Your instructions
Leave the images behind and copy every record exactly.

The records
-----
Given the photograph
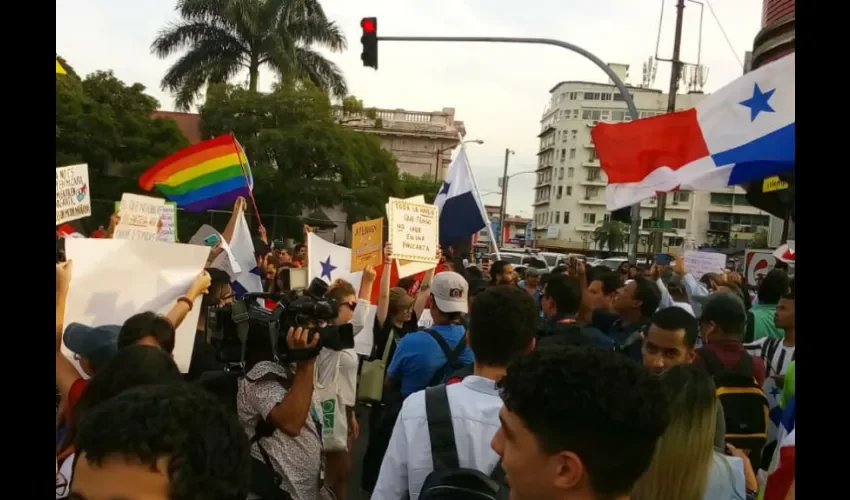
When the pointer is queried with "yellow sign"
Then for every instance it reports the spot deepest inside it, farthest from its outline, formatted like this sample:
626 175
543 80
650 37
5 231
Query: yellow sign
772 184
-----
Completed exercise
Given the photograph
When the pointer is queried with "yellow sign"
Then for every instance it reports the spot deepest inside it, farthest from its outline, formatted like this sample:
626 175
543 80
650 37
5 231
Query: yellow sign
772 184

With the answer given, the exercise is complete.